- **AVAILABLE DATA**

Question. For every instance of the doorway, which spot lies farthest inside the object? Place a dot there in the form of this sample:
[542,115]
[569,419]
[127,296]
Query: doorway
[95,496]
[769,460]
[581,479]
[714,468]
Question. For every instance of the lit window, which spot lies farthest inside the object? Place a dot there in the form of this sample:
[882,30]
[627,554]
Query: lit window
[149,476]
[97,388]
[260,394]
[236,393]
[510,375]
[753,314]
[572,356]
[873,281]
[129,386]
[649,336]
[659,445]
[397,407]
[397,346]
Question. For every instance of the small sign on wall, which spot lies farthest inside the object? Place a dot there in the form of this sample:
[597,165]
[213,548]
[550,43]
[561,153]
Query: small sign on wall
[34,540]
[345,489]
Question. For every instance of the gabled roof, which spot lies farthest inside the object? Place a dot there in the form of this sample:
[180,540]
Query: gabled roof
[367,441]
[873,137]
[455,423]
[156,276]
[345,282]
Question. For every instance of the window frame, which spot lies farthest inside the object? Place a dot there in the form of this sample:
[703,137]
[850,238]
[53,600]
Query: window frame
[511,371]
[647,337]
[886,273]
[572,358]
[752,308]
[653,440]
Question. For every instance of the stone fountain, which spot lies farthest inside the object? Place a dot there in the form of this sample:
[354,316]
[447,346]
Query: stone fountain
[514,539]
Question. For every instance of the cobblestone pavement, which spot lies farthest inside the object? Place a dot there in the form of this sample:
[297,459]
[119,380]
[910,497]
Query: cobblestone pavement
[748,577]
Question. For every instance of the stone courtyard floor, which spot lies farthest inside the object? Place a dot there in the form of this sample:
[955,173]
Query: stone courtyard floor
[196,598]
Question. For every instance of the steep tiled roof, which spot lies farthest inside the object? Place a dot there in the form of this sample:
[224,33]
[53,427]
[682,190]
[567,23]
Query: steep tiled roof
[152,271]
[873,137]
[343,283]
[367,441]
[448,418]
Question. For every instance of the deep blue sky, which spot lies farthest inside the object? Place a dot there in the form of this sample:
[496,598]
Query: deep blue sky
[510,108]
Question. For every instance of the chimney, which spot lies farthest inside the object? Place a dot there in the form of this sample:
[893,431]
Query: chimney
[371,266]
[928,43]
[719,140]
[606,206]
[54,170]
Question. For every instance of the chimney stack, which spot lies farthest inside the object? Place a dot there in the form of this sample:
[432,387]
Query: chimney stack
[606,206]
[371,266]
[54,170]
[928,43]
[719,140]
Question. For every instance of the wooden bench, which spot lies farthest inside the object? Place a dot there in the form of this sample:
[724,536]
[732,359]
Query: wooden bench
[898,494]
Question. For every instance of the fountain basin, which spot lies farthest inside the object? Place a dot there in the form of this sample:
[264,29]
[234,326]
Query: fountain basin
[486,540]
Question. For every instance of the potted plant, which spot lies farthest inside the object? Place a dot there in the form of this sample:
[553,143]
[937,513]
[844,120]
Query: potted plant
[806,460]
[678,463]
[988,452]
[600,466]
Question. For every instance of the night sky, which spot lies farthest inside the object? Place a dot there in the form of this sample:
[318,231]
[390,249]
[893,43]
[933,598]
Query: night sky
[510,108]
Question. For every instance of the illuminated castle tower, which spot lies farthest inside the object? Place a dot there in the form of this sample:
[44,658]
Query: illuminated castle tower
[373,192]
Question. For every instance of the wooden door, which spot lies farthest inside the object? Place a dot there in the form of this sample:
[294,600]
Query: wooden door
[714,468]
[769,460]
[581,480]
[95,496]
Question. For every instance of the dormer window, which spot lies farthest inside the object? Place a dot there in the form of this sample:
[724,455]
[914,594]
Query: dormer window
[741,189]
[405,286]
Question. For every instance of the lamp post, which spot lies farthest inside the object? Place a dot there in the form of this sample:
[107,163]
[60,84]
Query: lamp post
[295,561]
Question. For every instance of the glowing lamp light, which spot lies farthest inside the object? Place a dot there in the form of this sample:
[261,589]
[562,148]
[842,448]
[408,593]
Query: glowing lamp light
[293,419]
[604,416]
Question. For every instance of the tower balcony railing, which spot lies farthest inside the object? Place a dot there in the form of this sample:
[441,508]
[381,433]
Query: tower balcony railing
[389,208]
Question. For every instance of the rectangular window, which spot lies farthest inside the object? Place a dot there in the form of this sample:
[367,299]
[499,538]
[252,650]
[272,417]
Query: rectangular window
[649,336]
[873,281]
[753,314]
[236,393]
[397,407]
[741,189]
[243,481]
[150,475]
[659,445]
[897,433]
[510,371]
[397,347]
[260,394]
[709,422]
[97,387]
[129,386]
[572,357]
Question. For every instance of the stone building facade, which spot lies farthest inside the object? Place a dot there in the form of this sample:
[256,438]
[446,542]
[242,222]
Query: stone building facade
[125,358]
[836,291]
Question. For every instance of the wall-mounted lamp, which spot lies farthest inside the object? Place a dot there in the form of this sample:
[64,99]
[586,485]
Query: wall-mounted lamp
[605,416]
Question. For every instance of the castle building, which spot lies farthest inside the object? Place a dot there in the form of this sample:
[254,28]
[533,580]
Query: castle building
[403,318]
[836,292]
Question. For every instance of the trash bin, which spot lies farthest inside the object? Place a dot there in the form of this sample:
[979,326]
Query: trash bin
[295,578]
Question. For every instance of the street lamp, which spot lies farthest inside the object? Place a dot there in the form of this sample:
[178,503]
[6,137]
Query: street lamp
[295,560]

- **WORK REQUEST**
Please repeat the entries above exactly as they read.

- **WRITTEN RESPONSE**
Question. For every instance of the doorway, which spot lies farthest inside the object? Place a dot there in the form of this sample:
[542,115]
[569,419]
[127,296]
Query: doorway
[95,496]
[769,460]
[581,479]
[714,468]
Question. For every instance of the lit window, which spot lies farthest inside the object? Place a dot there in the form of this sample:
[882,30]
[627,554]
Query: lit window
[149,476]
[97,388]
[260,394]
[236,393]
[510,375]
[753,314]
[572,356]
[873,281]
[129,386]
[649,336]
[659,445]
[397,407]
[397,346]
Question. For every instance of the small sign on wall, which spot lies farthest inside the object? Place a dot there in the form of this sample:
[597,165]
[213,548]
[550,43]
[561,153]
Query: small sign on wall
[34,540]
[345,489]
Question. For every instance of the gabled roof, which spot lies farthest inside the object? Place a dot there in the form of this sample:
[180,540]
Query: gabled roof
[367,441]
[873,137]
[455,423]
[156,276]
[345,282]
Question. For every instance of the window frame, which spot lies farthest inside the object? Place a dot there in the form of this sample:
[703,137]
[850,238]
[53,600]
Query: window frame
[511,371]
[647,337]
[886,273]
[572,358]
[752,308]
[653,440]
Question. For every instance of the stone fountain, which spot lies farthest inside the object? Place a dot there in the form of this sample:
[354,316]
[447,346]
Query: stone fountain
[514,539]
Question. For every instance of the cobblestone pavement, which spot lies farthest inside the object? Place a dot there in the form of this sample:
[297,459]
[119,380]
[910,497]
Query: cobblestone pavement
[748,577]
Question. For every instance of the stone courtyard floor, which spot lies farthest inside the object? Place a dot there in the form of this sample:
[955,173]
Query: stone courtyard floor
[196,598]
Question. For every instance of the steep tiled roof, which spot lies farthest inside the object? Place a dot there in the form of this sample:
[224,33]
[53,427]
[682,190]
[567,23]
Query: steep tiled roof
[152,271]
[873,137]
[343,283]
[367,441]
[448,418]
Question. For every instance of the deep blue sky, which spot lies farthest inside the object? Place a dot there in the form of this sample:
[496,598]
Query: deep blue sky
[510,108]
Question. For every instance of the chimney, which spot lies farthest inside the object? Place a dot there in the form of this sample:
[893,431]
Query: chimney
[371,266]
[928,43]
[719,140]
[606,206]
[54,170]
Question. For every instance of the chimney stack, which spot lies farthest inside the object? Place a dot there in the form of this sample:
[432,387]
Query: chimney stack
[606,206]
[371,266]
[54,170]
[928,43]
[719,140]
Question. For every instance of the wooden bench, which spot lies farthest inside the object? Place a dot there in the form of this sample:
[724,536]
[732,359]
Query: wooden bench
[898,494]
Question. For every instance of the fountain basin, which spot lies farthest inside the object? Place a dot there in the form of this sample:
[264,29]
[234,326]
Query: fountain basin
[486,540]
Question. For every instance of the potted plant, which spot lies farthest inside the object? Place a dot there in the form of this sample:
[553,143]
[937,513]
[844,120]
Query: potted plant
[806,460]
[678,463]
[988,452]
[600,466]
Question. For every instance of the night sky, which spot lies farthest inside the object? Place a dot there in the form of this sample:
[318,231]
[390,249]
[893,43]
[933,598]
Query: night sky
[510,108]
Question. For every instance of the illuminated castle tower, which spot lies farthest inside the object? Place a dot there in the form of this sample:
[44,658]
Query: illuminated castle tower
[373,192]
Question. For every instance of the wooden door, which spot lies farthest inside the object? Place a dot there in the form of this sample:
[294,600]
Query: wooden door
[714,468]
[769,460]
[581,480]
[95,496]
Question. For every instance of the dormer window, which spot lies farthest inside the object? Place a dot there in the form of this sample:
[724,455]
[914,594]
Query: dormer window
[741,189]
[405,286]
Question. For every instance of the lamp post, which spot lies farthest inside the object? Place a dot there in the form of this sample:
[107,163]
[60,84]
Query: lamp post
[295,561]
Question. For every instance of the glowing lamp light, which spot lies farthest inside the object? Place a dot there in the form of this sample:
[261,589]
[562,148]
[842,448]
[408,593]
Query: glowing lamp light
[293,419]
[604,416]
Question. For every instance of the tower balcony railing, which spot lies farthest inside the object? Place a dot there in the form of this sample:
[441,508]
[381,433]
Query: tower balcony railing
[389,208]
Question. For every instance of the rectangular window, which spot lies farthest inside the object? Place a dot there in the form of this sample:
[367,299]
[499,538]
[252,650]
[272,417]
Query: rectangular window
[649,336]
[873,281]
[753,314]
[236,393]
[397,407]
[741,189]
[243,481]
[150,475]
[659,445]
[897,433]
[510,371]
[397,347]
[260,394]
[709,422]
[97,387]
[129,386]
[572,357]
Question. For every instance of the stone building facade, which spot lies farthest inside the object? Place a dot there in the form of this sample:
[256,438]
[446,542]
[242,222]
Query: stone building facade
[125,358]
[836,291]
Question. For every instance of the wall-mounted lamp, which spot lies farthest inside the object? Place a dot there in the form of this sample:
[64,99]
[586,485]
Query: wall-mounted lamp
[605,416]
Question. For every instance of the castle building, which spot lies farthest inside the object? Place a dot there in the form of this sample:
[254,28]
[533,580]
Query: castle building
[403,318]
[836,292]
Question. For every instance of the trash bin, which spot lies farthest inside the object? Place a dot there in the form of this sample:
[979,326]
Query: trash bin
[295,578]
Question. For every instance of the street lamp, which spot lies farthest inside the object? Place a dot there in the form of this sample:
[178,503]
[6,137]
Query: street lamp
[295,560]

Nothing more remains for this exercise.